> **Directions for this task**
Reproduce the records from their start through the line containing "165, 139, 259, 189", substituting "pinky finger" for "thumb" and leaving everything else unchanged.

> **Dataset excerpts**
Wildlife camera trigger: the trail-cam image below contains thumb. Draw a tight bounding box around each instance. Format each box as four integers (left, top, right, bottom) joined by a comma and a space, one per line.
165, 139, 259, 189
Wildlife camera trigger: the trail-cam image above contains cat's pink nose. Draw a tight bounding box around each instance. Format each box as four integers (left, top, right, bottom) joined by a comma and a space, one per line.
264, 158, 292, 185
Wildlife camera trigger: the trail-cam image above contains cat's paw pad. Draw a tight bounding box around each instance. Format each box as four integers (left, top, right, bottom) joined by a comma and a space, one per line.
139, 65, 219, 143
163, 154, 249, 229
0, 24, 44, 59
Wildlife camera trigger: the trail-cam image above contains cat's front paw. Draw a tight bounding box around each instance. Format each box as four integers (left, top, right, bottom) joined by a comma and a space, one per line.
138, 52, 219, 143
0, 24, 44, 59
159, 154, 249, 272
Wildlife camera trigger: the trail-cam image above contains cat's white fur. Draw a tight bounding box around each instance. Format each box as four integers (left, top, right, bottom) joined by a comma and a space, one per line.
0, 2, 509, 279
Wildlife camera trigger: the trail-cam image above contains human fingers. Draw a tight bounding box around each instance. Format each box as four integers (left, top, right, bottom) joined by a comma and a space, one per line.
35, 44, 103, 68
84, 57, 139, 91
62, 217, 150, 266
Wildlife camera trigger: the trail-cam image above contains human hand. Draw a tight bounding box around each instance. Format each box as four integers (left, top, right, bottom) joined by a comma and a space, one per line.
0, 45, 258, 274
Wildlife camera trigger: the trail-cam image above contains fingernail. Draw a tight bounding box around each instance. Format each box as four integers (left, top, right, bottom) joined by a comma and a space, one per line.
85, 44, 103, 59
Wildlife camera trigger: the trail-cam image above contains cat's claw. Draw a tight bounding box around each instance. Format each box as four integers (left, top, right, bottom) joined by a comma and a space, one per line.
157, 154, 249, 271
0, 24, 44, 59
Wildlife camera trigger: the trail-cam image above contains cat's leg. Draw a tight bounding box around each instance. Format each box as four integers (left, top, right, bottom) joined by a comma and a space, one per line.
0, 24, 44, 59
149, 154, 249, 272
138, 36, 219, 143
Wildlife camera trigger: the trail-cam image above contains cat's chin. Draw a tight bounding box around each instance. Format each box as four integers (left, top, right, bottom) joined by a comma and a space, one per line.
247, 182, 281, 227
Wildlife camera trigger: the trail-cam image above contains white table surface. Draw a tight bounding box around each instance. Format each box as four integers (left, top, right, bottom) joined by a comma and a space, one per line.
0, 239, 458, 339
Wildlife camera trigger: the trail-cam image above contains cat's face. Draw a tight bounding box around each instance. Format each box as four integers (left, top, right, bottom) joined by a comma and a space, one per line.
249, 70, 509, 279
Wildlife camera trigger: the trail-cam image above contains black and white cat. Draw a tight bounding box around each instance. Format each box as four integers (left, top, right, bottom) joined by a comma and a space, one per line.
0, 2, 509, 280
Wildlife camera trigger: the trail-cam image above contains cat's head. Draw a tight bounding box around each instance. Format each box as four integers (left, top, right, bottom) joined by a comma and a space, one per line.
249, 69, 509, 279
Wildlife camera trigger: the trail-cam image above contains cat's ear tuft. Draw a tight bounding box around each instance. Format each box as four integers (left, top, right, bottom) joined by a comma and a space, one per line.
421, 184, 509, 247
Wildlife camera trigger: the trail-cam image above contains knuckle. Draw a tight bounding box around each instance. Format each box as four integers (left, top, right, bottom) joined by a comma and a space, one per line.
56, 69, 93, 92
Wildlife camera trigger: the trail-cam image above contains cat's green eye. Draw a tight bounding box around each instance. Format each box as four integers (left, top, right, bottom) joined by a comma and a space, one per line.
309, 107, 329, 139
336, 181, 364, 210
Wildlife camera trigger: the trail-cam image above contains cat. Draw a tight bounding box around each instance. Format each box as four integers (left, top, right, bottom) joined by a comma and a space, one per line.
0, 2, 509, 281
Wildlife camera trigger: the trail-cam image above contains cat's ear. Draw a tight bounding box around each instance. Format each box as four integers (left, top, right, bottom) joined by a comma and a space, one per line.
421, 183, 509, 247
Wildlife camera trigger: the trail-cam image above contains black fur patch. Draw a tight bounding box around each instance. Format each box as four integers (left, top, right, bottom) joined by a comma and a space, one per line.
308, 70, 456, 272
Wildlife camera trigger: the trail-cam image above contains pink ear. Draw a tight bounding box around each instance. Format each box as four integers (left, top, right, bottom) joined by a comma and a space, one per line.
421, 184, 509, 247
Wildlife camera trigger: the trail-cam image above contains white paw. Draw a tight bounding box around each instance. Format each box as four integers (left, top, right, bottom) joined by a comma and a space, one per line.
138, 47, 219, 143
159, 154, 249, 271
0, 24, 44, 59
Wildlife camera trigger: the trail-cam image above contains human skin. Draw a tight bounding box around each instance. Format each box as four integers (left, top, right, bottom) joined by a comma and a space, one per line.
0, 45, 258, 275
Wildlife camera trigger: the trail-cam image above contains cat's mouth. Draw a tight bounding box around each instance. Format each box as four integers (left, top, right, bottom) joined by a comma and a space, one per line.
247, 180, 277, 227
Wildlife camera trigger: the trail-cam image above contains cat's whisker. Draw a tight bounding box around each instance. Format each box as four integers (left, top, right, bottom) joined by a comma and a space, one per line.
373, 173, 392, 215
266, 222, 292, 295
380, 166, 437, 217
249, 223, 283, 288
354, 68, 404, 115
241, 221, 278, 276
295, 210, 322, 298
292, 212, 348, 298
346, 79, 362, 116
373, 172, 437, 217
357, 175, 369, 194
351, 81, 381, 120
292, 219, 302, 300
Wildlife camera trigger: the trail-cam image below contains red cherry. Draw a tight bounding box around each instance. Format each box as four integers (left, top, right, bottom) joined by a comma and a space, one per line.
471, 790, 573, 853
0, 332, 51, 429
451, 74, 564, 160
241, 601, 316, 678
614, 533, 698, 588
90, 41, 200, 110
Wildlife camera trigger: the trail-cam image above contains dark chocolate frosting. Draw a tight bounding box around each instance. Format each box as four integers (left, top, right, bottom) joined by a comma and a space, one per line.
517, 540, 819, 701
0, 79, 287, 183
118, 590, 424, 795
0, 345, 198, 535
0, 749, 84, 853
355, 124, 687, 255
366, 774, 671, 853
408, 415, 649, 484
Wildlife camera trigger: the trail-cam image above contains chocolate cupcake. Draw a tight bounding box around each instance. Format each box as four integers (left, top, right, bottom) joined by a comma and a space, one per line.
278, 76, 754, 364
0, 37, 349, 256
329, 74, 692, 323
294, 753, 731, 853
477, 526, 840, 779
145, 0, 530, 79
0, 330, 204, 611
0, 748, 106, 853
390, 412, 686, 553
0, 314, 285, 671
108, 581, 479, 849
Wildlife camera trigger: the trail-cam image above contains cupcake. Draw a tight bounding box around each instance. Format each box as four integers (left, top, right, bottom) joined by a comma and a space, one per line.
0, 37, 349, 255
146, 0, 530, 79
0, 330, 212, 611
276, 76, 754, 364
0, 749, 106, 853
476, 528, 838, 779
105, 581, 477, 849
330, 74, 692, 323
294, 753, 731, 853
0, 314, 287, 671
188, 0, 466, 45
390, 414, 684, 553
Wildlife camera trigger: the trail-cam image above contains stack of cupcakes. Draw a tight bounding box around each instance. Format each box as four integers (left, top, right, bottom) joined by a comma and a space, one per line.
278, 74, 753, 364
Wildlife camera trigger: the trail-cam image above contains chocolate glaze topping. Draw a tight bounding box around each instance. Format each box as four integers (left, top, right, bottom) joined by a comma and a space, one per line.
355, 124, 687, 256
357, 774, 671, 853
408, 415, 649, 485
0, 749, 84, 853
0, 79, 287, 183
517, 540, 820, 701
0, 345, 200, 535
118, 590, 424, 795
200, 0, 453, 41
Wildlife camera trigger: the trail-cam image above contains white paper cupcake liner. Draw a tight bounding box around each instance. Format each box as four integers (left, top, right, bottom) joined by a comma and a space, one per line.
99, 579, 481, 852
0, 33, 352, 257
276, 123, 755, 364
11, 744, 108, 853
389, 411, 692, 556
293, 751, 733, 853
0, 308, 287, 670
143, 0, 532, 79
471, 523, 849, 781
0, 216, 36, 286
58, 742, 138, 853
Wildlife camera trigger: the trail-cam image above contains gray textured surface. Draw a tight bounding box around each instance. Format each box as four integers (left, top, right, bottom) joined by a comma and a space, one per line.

> **Full response**
Wildlife camera trigger: the trail-cam image below contains pinky finger. Draw a tight bounding box around each instance. Format each box as four integers (left, top, right, bottom) joined by a comma and a space, one per line.
165, 139, 259, 189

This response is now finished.